Start of INPUT

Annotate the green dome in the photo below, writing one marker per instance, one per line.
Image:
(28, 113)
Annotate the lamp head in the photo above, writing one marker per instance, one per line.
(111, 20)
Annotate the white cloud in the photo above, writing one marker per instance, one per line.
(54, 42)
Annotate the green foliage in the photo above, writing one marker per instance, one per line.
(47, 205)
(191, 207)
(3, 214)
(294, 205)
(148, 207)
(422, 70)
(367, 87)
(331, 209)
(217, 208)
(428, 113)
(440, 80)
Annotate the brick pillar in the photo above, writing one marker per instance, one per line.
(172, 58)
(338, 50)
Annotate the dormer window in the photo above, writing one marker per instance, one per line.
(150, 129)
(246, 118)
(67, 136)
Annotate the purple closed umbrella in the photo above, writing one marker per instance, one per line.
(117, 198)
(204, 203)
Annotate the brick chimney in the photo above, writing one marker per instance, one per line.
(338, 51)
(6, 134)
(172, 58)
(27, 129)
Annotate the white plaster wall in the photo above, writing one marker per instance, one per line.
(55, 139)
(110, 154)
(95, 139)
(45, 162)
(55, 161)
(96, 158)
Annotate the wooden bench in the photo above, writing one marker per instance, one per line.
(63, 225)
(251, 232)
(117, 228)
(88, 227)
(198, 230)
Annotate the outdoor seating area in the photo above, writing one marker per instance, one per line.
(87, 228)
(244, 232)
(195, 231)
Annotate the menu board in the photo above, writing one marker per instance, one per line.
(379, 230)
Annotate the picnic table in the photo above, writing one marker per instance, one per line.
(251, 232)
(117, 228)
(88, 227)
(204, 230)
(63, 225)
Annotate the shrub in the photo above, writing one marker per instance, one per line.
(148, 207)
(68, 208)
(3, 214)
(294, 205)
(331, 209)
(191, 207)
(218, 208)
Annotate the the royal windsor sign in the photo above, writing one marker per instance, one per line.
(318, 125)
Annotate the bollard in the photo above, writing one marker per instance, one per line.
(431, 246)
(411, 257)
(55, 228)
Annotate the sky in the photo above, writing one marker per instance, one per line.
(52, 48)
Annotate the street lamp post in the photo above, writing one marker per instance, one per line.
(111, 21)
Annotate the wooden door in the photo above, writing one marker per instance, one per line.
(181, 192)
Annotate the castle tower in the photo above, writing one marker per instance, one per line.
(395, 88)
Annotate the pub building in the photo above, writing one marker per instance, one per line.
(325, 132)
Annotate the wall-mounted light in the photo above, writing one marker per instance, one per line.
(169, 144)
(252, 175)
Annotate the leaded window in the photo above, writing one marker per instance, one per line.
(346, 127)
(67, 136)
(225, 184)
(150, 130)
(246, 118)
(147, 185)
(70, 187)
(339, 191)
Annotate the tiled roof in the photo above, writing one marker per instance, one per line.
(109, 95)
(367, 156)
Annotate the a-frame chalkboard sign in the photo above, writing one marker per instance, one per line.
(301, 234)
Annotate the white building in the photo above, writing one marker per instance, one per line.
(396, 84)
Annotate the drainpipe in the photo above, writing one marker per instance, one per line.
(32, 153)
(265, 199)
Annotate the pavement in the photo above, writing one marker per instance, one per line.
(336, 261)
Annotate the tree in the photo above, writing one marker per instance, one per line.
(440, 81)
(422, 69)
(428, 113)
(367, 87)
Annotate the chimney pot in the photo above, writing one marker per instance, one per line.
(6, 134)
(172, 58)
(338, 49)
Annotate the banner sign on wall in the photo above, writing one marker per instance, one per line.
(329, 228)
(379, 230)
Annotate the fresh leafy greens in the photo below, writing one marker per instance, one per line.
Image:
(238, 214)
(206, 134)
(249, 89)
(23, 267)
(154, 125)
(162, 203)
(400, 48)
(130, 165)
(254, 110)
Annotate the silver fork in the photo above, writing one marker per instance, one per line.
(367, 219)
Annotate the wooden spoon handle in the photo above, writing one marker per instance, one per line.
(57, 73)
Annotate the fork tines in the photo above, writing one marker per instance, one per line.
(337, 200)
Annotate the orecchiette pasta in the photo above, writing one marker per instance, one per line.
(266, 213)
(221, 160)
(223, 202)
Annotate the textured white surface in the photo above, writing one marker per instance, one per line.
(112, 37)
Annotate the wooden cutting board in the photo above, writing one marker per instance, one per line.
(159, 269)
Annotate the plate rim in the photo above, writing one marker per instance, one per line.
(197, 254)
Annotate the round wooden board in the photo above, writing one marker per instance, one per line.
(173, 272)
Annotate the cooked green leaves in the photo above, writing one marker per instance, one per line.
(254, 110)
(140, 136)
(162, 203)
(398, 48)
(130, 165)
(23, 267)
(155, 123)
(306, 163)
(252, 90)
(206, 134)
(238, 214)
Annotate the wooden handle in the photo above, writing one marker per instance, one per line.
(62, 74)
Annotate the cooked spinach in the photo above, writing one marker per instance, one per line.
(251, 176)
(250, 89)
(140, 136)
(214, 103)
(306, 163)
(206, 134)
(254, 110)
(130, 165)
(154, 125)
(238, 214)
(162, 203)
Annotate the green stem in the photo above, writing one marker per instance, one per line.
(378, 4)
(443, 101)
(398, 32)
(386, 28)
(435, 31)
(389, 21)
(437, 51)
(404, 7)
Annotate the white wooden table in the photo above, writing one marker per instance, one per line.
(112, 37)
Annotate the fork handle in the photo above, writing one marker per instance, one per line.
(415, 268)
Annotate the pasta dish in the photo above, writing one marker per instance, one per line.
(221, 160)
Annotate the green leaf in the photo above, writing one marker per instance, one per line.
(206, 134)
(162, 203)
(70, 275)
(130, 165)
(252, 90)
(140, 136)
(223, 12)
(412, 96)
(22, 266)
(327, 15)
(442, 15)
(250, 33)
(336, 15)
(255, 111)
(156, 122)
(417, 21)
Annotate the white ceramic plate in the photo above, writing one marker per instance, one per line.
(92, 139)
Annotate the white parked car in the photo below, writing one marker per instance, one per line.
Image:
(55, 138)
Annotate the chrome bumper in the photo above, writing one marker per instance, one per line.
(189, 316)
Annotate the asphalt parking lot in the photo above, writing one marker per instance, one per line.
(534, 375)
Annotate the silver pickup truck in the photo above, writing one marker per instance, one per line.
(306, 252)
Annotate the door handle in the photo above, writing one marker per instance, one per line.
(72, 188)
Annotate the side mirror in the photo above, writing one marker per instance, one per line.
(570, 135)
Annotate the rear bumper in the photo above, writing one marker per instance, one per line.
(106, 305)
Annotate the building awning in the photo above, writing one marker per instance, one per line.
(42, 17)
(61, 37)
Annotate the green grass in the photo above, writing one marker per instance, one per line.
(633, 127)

End of INPUT

STATED PROBLEM ▸ Rewrite all the records above as a Markdown table with two columns, Row and Line. Put a row number in Row and one line in Line, and leave out blank lines.

FULL RESPONSE ▸
| Row | Line |
|---|---|
| 1 | Annotate the green dome in the photo below, writing one marker per instance, one per line. |
| 2 | Image: |
| 3 | (28, 113) |
| 4 | Annotate the lamp head in the photo above, writing one marker per instance, one per line. |
| 5 | (111, 20) |
| 6 | Annotate the white cloud in the photo above, writing one marker per instance, one per line. |
| 7 | (54, 42) |
| 8 | Annotate the green foliage in the photo above, writing one marker per instance, one per line. |
| 9 | (47, 205) |
| 10 | (191, 207) |
| 11 | (3, 214) |
| 12 | (294, 205) |
| 13 | (148, 207) |
| 14 | (422, 70) |
| 15 | (367, 87) |
| 16 | (331, 209) |
| 17 | (217, 208) |
| 18 | (428, 113) |
| 19 | (440, 80) |
| 20 | Annotate the brick pillar in the photo above, writing one marker per instance, one per line. |
| 21 | (172, 58) |
| 22 | (338, 50) |
| 23 | Annotate the dormer window in the photo above, writing one marker per instance, one per line. |
| 24 | (150, 129) |
| 25 | (246, 118) |
| 26 | (67, 136) |
| 27 | Annotate the purple closed umbrella in the photo above, writing one marker per instance, one per line. |
| 28 | (117, 198) |
| 29 | (204, 203) |
| 30 | Annotate the brick chimney in the photo above, writing one marker per instance, one per line. |
| 31 | (338, 51) |
| 32 | (6, 134) |
| 33 | (172, 58) |
| 34 | (27, 129) |
| 35 | Annotate the white plaster wall in the photo above, writing one marker per instance, one per line. |
| 36 | (55, 139) |
| 37 | (110, 154) |
| 38 | (95, 139) |
| 39 | (45, 162) |
| 40 | (55, 161) |
| 41 | (96, 158) |
| 42 | Annotate the wooden bench in the photo above, writing one marker per instance, one per line. |
| 43 | (63, 225) |
| 44 | (251, 232) |
| 45 | (117, 228) |
| 46 | (88, 227) |
| 47 | (198, 230) |
| 48 | Annotate the outdoor seating area in the photo above, writing one marker per instance, one per line. |
| 49 | (87, 228) |
| 50 | (244, 232) |
| 51 | (195, 231) |
| 52 | Annotate the menu board in the photo above, writing one marker per instance, one per line. |
| 53 | (379, 230) |
| 54 | Annotate the picnic table in the photo above, writing one marker per instance, one per line. |
| 55 | (251, 232) |
| 56 | (117, 228) |
| 57 | (88, 227) |
| 58 | (204, 230) |
| 59 | (63, 225) |
| 60 | Annotate the shrub in the photo above, writing one marker per instance, one per line. |
| 61 | (148, 207) |
| 62 | (68, 208) |
| 63 | (3, 214) |
| 64 | (294, 205) |
| 65 | (331, 209) |
| 66 | (191, 207) |
| 67 | (218, 208) |
| 68 | Annotate the the royal windsor sign in the photo above, writing one marker per instance, one per line. |
| 69 | (318, 125) |
| 70 | Annotate the bollard in the photo above, writing one marker per instance, one per line. |
| 71 | (431, 246) |
| 72 | (411, 257) |
| 73 | (55, 228) |
| 74 | Annotate the sky in the photo above, writing one marker per instance, one per line. |
| 75 | (52, 48) |
| 76 | Annotate the street lamp post in the photo above, writing one marker per instance, one per line. |
| 77 | (111, 21) |
| 78 | Annotate the wooden door in the photo above, writing one marker per instance, one per line. |
| 79 | (181, 192) |
| 80 | Annotate the castle tower in the photo above, writing one marker per instance, one per line. |
| 81 | (395, 88) |
| 82 | Annotate the pub building in the photo above, writing one marker per instance, one per line. |
| 83 | (325, 132) |
| 84 | Annotate the wall-mounted light in the photo above, writing one marker per instance, one per line. |
| 85 | (169, 144) |
| 86 | (252, 175) |
| 87 | Annotate the leaded window in the photo above, writing one marker per instance, one per line. |
| 88 | (346, 127) |
| 89 | (67, 136) |
| 90 | (225, 184) |
| 91 | (150, 130) |
| 92 | (246, 118) |
| 93 | (147, 185) |
| 94 | (70, 187) |
| 95 | (339, 191) |
| 96 | Annotate the tiled roof in the photo above, writing one marker per instance, one per line. |
| 97 | (109, 95) |
| 98 | (367, 156) |
| 99 | Annotate the a-frame chalkboard sign in the photo above, writing one marker per instance, one per line. |
| 100 | (301, 234) |
| 101 | Annotate the white building in the photo above, writing one marker per instance, one per line. |
| 102 | (396, 84) |
| 103 | Annotate the drainpipe in the photo above, writing one marker per instance, one per line. |
| 104 | (32, 153) |
| 105 | (265, 199) |
| 106 | Annotate the pavement in the photo above, writing one marker per instance, one per line. |
| 107 | (336, 261) |
| 108 | Annotate the tree in the photo above, writing one marker per instance, one per line. |
| 109 | (440, 81) |
| 110 | (422, 69) |
| 111 | (428, 113) |
| 112 | (367, 87) |
| 113 | Annotate the chimney pot in the photo above, writing one marker per instance, one per line. |
| 114 | (6, 134) |
| 115 | (172, 58) |
| 116 | (338, 49) |
| 117 | Annotate the banner sign on wall in the photo above, writing one marker per instance, one per line. |
| 118 | (329, 228) |
| 119 | (379, 230) |
| 120 | Annotate the fresh leafy greens in the photo below, writing one marker per instance, one per line. |
| 121 | Image: |
| 122 | (238, 214) |
| 123 | (206, 134) |
| 124 | (249, 89) |
| 125 | (23, 267) |
| 126 | (154, 125) |
| 127 | (162, 203) |
| 128 | (400, 48) |
| 129 | (130, 165) |
| 130 | (254, 110) |
| 131 | Annotate the silver fork in the photo above, writing one marker per instance, one per line. |
| 132 | (367, 219) |
| 133 | Annotate the wooden spoon handle in the photo above, writing one marker per instance, one per line. |
| 134 | (57, 73) |
| 135 | Annotate the fork tines in the photo above, writing one marker per instance, one per line. |
| 136 | (337, 200) |
| 137 | Annotate the orecchiette pasta in the photo above, writing one marker per instance, one per line. |
| 138 | (266, 213) |
| 139 | (221, 160) |
| 140 | (223, 202) |
| 141 | Annotate the textured white surface in the photo above, writing one marker per instance, one per line. |
| 142 | (112, 37) |
| 143 | Annotate the wooden cutting board in the photo above, writing one marker per instance, one per line. |
| 144 | (159, 269) |
| 145 | Annotate the plate rim in the photo above, writing one marker per instance, one per line. |
| 146 | (197, 254) |
| 147 | Annotate the round wooden board in the photo above, writing one marker per instance, one per line. |
| 148 | (173, 272) |
| 149 | Annotate the cooked green leaves in the photo above, writing one marker per instance, one per line. |
| 150 | (254, 110) |
| 151 | (140, 136) |
| 152 | (162, 203) |
| 153 | (398, 48) |
| 154 | (130, 165) |
| 155 | (23, 267) |
| 156 | (155, 123) |
| 157 | (306, 163) |
| 158 | (252, 90) |
| 159 | (206, 134) |
| 160 | (238, 214) |
| 161 | Annotate the wooden handle in the photo above, writing one marker per instance, one per line. |
| 162 | (62, 74) |
| 163 | Annotate the cooked spinach in the photo above, writing one marker per instance, one per line. |
| 164 | (251, 176) |
| 165 | (250, 89) |
| 166 | (140, 136) |
| 167 | (214, 103) |
| 168 | (306, 163) |
| 169 | (206, 134) |
| 170 | (254, 110) |
| 171 | (130, 165) |
| 172 | (154, 125) |
| 173 | (238, 214) |
| 174 | (162, 203) |
| 175 | Annotate the green stem in the photo above, writing one marker per instance, one per line. |
| 176 | (378, 4) |
| 177 | (443, 101) |
| 178 | (398, 32) |
| 179 | (386, 28) |
| 180 | (435, 31) |
| 181 | (389, 21) |
| 182 | (437, 51) |
| 183 | (404, 7) |
| 184 | Annotate the white wooden table in the photo above, writing one marker per instance, one per line. |
| 185 | (112, 37) |
| 186 | Annotate the fork handle in the photo above, writing one marker per instance, one per line. |
| 187 | (415, 268) |
| 188 | Annotate the pasta dish in the photo above, writing one marker per instance, one per line. |
| 189 | (221, 160) |
| 190 | Annotate the green leaf in the photo above, writing one marker per instance, one per line. |
| 191 | (206, 134) |
| 192 | (162, 203) |
| 193 | (70, 275) |
| 194 | (130, 165) |
| 195 | (252, 90) |
| 196 | (140, 136) |
| 197 | (223, 12) |
| 198 | (412, 96) |
| 199 | (22, 266) |
| 200 | (327, 15) |
| 201 | (442, 15) |
| 202 | (250, 33) |
| 203 | (336, 15) |
| 204 | (255, 111) |
| 205 | (156, 122) |
| 206 | (417, 21) |
| 207 | Annotate the white ceramic plate in the photo above, writing one marker per instance, one per line. |
| 208 | (92, 139) |
| 209 | Annotate the white parked car in the photo below, writing one marker per instance, one per line. |
| 210 | Image: |
| 211 | (55, 138) |
| 212 | Annotate the chrome bumper in the photo above, writing one marker per instance, one per line. |
| 213 | (189, 316) |
| 214 | Annotate the asphalt parking lot in the photo above, writing one marker per instance, one per line. |
| 215 | (534, 375) |
| 216 | Annotate the silver pickup truck in the photo above, writing one marker per instance, one per line. |
| 217 | (306, 252) |
| 218 | Annotate the door handle in the photo above, writing one marker per instance, one per line. |
| 219 | (72, 188) |
| 220 | Annotate the side mirror in the photo above, writing one marker per instance, one per line. |
| 221 | (570, 135) |
| 222 | Annotate the rear bumper in the photo above, writing one marker per instance, one per line. |
| 223 | (106, 305) |
| 224 | Annotate the building awning in the photo above, writing one marker per instance, one per line. |
| 225 | (42, 17) |
| 226 | (61, 37) |
| 227 | Annotate the green grass in the photo above, writing one marker per instance, one per line. |
| 228 | (633, 127) |